Preferably the HIPR emulsion is diluted to an emulsion containing not more than 75%, preferably 60 to 75%, by volume of oil before breaking.
It is believed that an extensive network of thin, aqueous, surfactant films or lamellae is created throughout the oil phase, about which hydrophilic impurities in the crude oil are concentrated. Subsequent dilution of the HIPR emulsion with fresh water expands the surfactant lamellae and discharges the impurities into the continuous aqueous phase.
The diluted emulsion can be broken either by phase inversion, followed by treatment by conventional means such as electrostatic desalters, or, more preferably, by heating which eliminates the need for further treatment. Heating is preferably carried out at a temperature in the range 100° to 160° C.
The emulsifying surfactant is preferably employed in amount 1 to 5% by weight, based on the weight of the water.
Suitable emulsifying surfactants include ethoxylated alkyl phenols, ethoxylated secondary alcohols, ethoxylated sorbitan esters, ethoxylated amines and mixtures thereof.
Usually the droplet size distribution will be in a narrow range, i.e. the HIPR emulsions have a high degree of monodispersity.
The oil and aqueous surfactant may be mixed using equipment known to be suitable for mixing viscous fluids, see H. F. Irving and R. L. Saxton, Mixing Theory and Practice (Eds. V. W. Uhl and J. B. Gray), Vol 1, Chap 8, Academic Press, 1966. Static mixers may also be used.
For a given mixer, the droplet size can be controlled by varying any or all of the three main parameters: mixing speed, mixing time and surfactant concentration. Increasing any or all of these will decrease the droplet size.

Exercise directions.
Reproduce word for word the stretch of the emulsion passage from "The emulsifying surfactant" through "degree of monodispersity.".

Records pointing to named objects.
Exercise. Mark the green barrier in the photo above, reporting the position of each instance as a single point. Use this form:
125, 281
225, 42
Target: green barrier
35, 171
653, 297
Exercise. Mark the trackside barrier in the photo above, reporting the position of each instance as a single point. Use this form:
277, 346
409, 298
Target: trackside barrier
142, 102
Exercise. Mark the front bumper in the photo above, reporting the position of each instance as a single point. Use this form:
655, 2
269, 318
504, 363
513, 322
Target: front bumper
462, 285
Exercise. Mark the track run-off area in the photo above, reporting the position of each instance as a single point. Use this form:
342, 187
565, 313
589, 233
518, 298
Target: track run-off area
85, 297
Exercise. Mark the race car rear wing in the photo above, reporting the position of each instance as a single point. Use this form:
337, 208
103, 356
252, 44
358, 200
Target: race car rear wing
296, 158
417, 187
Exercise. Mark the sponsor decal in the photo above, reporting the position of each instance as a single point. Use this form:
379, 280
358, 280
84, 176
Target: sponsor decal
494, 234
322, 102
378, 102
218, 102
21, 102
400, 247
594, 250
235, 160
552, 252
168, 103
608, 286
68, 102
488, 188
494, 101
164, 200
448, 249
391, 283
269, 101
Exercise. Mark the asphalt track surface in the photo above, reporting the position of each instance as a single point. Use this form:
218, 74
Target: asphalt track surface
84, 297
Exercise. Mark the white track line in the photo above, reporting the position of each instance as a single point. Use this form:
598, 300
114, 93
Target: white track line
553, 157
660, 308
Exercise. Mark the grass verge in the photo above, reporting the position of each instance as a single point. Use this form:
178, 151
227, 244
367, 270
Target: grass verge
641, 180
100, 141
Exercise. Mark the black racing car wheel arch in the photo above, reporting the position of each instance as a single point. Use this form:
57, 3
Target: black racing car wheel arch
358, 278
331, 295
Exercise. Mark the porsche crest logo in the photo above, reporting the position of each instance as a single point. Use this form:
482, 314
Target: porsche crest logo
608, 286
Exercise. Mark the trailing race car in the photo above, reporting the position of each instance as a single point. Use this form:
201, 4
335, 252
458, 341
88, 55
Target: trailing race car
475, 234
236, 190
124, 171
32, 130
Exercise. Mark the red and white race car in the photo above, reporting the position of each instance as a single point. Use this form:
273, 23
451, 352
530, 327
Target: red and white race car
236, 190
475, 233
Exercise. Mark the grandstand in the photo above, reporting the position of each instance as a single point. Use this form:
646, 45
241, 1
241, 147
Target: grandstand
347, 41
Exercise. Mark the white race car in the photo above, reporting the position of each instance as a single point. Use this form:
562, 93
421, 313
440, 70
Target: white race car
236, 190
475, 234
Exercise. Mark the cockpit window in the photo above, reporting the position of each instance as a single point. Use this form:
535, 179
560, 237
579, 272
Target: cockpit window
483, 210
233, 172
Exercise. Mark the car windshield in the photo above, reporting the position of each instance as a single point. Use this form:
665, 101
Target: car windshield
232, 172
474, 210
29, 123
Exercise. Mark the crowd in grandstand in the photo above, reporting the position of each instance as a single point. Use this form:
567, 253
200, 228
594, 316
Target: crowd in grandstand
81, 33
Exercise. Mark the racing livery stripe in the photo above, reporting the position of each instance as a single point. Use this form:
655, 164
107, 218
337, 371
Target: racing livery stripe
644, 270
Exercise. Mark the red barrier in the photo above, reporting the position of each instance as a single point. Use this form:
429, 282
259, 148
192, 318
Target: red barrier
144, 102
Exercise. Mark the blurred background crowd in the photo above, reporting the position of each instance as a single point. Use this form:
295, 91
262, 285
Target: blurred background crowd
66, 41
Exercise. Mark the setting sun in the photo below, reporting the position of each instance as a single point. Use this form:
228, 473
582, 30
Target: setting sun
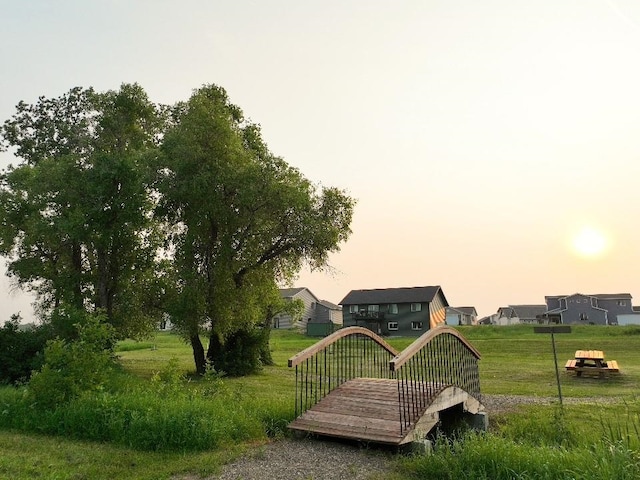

Worked answer.
The emulsifying surfactant is preferably employed in amount 1 to 5% by weight, based on the weight of the water.
Suitable emulsifying surfactants include ethoxylated alkyl phenols, ethoxylated secondary alcohols, ethoxylated sorbitan esters, ethoxylated amines and mixtures thereof.
Usually the droplet size distribution will be in a narrow range, i.e. the HIPR emulsions have a high degree of monodispersity.